Starting at the line that has "Target: radiator grille" and stopping after the line that has "[locate] concrete retaining", reproduce the listing below exactly; omit everything else.
** Opening Records for the task block **
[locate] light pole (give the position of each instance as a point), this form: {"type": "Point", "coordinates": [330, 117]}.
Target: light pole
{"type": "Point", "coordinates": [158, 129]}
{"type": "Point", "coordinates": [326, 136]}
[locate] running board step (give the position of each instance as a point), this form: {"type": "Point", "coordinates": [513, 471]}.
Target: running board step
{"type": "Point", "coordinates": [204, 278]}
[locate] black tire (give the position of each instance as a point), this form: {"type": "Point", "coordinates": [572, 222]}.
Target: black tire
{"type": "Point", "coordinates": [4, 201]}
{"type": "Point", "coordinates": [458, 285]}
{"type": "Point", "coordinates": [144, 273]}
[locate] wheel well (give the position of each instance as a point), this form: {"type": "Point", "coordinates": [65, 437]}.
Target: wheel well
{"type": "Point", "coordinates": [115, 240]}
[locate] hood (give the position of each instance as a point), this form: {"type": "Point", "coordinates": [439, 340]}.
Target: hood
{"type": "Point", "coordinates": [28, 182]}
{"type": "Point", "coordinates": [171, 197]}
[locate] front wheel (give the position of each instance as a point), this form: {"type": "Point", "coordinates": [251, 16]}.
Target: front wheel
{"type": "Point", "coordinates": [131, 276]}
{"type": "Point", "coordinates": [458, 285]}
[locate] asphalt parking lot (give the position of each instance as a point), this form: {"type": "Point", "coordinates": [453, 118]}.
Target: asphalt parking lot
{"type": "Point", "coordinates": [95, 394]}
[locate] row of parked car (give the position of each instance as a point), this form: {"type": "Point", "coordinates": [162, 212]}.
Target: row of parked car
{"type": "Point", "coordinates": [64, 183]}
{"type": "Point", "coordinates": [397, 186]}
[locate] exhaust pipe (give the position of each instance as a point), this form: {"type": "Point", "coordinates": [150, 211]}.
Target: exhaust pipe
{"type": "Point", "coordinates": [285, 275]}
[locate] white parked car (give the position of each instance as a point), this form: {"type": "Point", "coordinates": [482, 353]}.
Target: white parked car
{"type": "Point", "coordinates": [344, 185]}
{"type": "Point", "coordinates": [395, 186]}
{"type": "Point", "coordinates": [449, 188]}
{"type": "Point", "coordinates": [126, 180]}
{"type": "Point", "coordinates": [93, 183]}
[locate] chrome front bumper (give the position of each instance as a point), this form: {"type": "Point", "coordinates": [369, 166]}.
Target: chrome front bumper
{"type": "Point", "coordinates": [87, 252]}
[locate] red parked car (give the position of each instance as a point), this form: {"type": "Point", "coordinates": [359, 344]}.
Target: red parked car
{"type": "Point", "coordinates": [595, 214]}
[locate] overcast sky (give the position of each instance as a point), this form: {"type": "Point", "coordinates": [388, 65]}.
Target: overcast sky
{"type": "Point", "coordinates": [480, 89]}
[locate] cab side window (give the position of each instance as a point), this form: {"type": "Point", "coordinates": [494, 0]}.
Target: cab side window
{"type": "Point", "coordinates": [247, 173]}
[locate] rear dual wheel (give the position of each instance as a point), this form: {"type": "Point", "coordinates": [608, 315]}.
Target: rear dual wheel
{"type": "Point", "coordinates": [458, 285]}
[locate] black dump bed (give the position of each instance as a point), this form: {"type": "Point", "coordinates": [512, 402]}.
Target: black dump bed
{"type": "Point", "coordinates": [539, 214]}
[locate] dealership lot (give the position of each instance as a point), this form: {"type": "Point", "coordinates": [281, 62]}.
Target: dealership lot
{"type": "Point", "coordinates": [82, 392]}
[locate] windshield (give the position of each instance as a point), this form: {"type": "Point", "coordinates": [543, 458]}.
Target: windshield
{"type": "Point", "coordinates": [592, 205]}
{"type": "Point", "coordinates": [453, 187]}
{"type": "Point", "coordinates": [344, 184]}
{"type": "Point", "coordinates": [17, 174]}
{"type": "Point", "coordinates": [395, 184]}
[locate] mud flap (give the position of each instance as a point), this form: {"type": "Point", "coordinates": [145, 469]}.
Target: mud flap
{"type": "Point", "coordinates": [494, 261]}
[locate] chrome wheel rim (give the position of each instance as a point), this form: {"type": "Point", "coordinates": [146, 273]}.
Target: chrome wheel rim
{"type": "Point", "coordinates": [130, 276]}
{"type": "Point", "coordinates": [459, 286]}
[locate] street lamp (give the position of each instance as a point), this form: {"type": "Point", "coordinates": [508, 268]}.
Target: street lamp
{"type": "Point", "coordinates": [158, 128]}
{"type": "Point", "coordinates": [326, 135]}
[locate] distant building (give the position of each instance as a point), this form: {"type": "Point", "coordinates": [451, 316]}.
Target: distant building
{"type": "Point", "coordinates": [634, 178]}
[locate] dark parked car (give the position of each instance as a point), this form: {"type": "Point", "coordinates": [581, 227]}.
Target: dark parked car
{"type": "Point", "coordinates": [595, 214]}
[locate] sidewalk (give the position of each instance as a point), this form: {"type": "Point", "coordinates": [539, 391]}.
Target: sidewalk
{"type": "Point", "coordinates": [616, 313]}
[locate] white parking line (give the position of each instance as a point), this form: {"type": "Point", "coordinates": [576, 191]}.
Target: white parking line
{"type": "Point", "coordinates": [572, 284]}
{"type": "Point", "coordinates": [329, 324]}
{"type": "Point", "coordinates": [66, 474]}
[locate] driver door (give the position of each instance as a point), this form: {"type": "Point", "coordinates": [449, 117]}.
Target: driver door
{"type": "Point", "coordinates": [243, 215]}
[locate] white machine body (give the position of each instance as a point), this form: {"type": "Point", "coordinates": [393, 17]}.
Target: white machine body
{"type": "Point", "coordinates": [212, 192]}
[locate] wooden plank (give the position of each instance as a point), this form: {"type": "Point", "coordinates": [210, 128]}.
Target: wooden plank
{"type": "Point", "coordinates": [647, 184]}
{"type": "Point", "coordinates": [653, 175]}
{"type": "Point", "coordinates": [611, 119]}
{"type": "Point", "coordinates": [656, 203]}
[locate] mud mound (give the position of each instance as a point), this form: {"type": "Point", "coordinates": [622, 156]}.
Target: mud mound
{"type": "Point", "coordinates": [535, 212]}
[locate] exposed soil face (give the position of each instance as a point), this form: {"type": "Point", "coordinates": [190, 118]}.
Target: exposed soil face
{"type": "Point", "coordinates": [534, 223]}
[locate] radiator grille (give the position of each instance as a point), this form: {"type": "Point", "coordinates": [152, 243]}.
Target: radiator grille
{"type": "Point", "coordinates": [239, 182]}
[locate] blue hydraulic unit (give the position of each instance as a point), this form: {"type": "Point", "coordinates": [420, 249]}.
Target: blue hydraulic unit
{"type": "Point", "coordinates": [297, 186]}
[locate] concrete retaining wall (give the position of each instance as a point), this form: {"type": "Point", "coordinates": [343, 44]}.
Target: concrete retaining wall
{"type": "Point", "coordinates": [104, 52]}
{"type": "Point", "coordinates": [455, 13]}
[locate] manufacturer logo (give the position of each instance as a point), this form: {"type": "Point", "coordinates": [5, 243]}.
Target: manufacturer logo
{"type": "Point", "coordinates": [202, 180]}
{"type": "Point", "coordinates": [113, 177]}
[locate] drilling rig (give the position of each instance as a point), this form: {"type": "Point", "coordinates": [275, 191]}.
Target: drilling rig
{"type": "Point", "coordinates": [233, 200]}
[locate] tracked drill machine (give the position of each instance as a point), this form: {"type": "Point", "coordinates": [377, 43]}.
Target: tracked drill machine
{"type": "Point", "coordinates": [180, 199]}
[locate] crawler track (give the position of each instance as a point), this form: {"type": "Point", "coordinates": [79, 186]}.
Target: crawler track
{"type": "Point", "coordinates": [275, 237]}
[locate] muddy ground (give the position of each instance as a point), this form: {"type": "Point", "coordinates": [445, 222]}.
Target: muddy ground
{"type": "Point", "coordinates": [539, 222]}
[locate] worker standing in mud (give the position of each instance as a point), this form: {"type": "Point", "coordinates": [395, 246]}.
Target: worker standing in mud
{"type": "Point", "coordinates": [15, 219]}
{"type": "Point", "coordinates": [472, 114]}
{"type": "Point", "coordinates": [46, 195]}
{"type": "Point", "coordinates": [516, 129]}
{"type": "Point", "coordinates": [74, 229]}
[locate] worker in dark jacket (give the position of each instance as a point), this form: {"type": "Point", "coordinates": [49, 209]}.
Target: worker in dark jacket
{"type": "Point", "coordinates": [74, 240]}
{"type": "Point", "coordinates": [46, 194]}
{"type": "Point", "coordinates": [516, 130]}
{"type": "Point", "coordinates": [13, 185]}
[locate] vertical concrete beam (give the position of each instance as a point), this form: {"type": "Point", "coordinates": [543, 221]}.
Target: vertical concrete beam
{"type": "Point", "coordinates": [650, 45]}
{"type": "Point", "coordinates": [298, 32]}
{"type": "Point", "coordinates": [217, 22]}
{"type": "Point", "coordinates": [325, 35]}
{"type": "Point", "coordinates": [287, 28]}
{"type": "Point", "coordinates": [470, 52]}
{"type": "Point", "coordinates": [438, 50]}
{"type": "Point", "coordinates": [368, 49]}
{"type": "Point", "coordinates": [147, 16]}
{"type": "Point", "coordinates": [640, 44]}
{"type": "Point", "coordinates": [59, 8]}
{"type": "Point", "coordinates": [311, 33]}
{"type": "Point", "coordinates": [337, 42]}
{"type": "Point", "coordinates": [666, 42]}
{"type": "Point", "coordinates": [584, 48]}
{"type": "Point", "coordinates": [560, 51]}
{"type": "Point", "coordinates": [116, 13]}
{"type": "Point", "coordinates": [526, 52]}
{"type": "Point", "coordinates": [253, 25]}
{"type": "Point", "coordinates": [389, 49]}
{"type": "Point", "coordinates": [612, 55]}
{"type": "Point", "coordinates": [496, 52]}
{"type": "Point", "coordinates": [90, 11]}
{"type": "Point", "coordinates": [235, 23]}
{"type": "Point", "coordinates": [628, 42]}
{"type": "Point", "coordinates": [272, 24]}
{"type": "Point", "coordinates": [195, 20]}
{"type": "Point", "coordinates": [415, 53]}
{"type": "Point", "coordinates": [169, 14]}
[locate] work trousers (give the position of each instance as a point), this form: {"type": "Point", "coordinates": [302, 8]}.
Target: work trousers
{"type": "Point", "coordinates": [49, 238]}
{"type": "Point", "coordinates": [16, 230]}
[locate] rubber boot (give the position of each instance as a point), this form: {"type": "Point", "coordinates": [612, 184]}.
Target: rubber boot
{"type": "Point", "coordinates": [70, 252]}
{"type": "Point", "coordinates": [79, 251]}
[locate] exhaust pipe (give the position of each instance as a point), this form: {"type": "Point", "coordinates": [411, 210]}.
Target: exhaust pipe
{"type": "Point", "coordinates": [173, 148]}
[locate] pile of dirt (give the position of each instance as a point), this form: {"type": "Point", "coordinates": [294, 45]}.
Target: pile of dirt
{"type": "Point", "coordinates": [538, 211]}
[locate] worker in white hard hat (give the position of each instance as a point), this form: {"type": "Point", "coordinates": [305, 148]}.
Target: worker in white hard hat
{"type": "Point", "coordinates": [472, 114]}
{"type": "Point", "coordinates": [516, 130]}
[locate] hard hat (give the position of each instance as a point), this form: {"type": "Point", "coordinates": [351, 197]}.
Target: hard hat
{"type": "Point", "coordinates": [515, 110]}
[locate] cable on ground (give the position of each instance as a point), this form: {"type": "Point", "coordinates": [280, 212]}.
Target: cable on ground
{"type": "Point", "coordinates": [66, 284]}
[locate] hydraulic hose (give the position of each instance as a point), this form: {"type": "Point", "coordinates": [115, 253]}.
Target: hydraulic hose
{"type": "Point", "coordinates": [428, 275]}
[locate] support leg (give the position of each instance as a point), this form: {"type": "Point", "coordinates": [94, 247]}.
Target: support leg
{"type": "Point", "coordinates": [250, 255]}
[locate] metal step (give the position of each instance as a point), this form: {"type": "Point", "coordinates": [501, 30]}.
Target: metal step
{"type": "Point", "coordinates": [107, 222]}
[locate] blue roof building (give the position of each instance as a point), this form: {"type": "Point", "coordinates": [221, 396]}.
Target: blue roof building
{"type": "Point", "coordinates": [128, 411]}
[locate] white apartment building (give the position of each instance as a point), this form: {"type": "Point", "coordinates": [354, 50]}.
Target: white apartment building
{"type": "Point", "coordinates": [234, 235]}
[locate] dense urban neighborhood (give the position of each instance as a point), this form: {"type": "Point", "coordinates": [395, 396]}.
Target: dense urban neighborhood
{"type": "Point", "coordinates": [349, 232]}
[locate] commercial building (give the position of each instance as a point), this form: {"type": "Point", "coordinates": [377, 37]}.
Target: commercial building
** Closing Records for the task block **
◆ **Solution**:
Target: radiator grille
{"type": "Point", "coordinates": [239, 182]}
[locate] blue hydraulic unit (give the position of each instance as a point), this form: {"type": "Point", "coordinates": [420, 249]}.
Target: blue hydraulic unit
{"type": "Point", "coordinates": [297, 186]}
[locate] concrete retaining wall (give the position of each instance as a point), this form: {"type": "Point", "coordinates": [343, 44]}.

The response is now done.